YOUR TASK:
The answer consists solely of the data below, reproduced exactly.

[Natural-language object grounding data]
====================
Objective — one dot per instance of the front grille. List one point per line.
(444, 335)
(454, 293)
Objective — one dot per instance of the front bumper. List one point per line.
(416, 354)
====================
SOLUTION FOR THIS EXERCISE:
Objective — one dot per instance of the front grille. List one point per line.
(444, 335)
(454, 293)
Objective — one dot per instance of the front bumper. List one point per line.
(416, 354)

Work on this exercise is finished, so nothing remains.